(Text section begins)

As a natural source for obtaining CTD, the CTD biosynthesis mechanism in certain blister beetles has been the focus of multiple studies (Agranoff et al., 1960; McCormick et al., 1986; Lu et al., 2016). The partial genomes of the most commercially important species in Chinese traditional medicine, Hycleus cichorii and Hycleus phaleratus, have been determined to provide the genetic background of blister beetles (Jiang et al., 2017). Moreover, according to the transcriptome analysis of Mylabris cichorii, another blister beetle also widely used in clinical treatment, the mevalonate (MVA) pathway and juvenile hormone biosynthesis may contribute to CTD biosynthesis (Huang et al., 2016). Although these findings provide a references for the experimental study of biosynthetic pathway mechanisms in different meloid beetles (Yin and Jin, 2010; Lu et al., 2016; Huang et al., 2016), the whole genome data required to study the genetic basis of the entire process remains unavailable (Wu et al., 2018). In addition, although many genes involved in CTD biosynthesis have been identified, new genes may still be identified using a newly obtained genome (Yin and Jin, 2010; Huang et al., 2016; Jiang et al., 2017). Therefore, utilizing multiple genomes from blister beetle species able to produce CTD will enable comparative genomic research to provide better understanding of the entire production mechanism. A whole gene set is helpful to accelerate research and provide useful background information on the systematic and evolutionary processes of CTD producing species. Additional genomes from the Meloidae family will enable researchers to trace the development of CTD biosynthesis. Generation of a genome from the Mylabris genera will provide a reference for other related species and value for further physiological and evolutionary research experiments. Mylabris aulica is a commonly distributed blister beetle with a large population in inner-Mongolia, China, and the same ability to produce CTD as other blister beetles; therefore, this species has great research potential as a prospect to obtain natural CTD. This species has been utilized for medical purposes, but not for commercial trade (Carrel et al., 1986).

Here, we report the first draft genome assembly of M. aulica (NCBI: txid1914941) using long reads. This study obtained and assembled the M. aulica genome sequence, then annotated the identified genes to further explore the characteristics of the M. aulica genome while paying particular attention to CTD biosynthesis. By combining time-tree construction and orthologous analyses with related species, we tentatively explored the time frame when CTD biosynthesis likely appeared in these species. To learn more about the genes related to CTD biosynthesis, we analyzed the similarity and differences of genes in M. aulica and related species. Knowledge of the genetic background of this and similar species will not only contribute to the study and usage of blister beetles, but also aid in supplying the increasing demand for naturally derived CTD, thereby lowering prices for this medicinal material.

(Text section ends)

According to the passage on the blister beetle genome, where does Mylabris aulica have a large population? The listing that comes next is not needed for the work.

(Supplied entries begins)

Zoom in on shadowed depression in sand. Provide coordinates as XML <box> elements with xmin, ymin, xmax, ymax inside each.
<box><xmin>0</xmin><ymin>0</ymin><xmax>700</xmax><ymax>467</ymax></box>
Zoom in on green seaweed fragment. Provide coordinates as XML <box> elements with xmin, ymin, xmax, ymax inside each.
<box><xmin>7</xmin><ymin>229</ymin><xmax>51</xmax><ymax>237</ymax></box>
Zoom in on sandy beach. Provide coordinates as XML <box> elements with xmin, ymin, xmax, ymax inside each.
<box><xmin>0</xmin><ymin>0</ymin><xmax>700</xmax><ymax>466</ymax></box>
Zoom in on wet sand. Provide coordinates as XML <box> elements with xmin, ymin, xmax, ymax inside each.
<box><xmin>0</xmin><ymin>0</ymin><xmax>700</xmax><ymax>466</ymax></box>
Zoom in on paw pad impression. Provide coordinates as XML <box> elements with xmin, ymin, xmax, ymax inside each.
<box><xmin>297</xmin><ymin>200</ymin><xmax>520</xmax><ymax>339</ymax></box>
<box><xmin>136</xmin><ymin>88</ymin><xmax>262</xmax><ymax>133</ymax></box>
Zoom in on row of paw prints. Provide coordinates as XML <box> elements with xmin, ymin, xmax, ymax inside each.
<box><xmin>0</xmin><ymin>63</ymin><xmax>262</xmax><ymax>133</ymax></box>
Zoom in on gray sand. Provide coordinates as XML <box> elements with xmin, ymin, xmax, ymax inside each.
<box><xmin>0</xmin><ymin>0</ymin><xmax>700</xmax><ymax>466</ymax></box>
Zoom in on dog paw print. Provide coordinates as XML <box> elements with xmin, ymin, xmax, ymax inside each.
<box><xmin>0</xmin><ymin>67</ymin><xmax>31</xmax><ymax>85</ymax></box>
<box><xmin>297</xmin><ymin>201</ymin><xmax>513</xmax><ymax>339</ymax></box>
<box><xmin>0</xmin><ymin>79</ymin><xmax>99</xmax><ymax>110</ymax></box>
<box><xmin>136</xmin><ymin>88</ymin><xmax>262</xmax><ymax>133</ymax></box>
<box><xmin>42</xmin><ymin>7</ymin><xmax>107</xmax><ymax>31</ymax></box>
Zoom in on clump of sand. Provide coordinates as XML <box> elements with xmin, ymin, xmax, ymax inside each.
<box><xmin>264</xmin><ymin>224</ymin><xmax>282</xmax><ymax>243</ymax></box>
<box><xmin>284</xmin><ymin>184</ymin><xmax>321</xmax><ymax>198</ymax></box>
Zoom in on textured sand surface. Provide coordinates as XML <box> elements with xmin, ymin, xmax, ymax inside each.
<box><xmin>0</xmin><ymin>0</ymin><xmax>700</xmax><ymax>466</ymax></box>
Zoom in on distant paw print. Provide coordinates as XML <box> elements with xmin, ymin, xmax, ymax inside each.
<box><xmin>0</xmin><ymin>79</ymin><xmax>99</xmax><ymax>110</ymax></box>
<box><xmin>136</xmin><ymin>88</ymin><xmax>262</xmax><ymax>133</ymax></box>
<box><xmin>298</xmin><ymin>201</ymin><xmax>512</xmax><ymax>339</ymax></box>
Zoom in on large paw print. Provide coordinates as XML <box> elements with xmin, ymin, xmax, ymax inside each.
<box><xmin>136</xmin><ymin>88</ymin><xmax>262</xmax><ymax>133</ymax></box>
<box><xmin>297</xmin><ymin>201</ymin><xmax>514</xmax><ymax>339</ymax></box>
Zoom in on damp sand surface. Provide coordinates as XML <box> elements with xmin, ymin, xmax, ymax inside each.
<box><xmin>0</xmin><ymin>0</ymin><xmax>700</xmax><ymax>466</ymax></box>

(Supplied entries ends)

> _Task response_
In inner-Mongolia, China.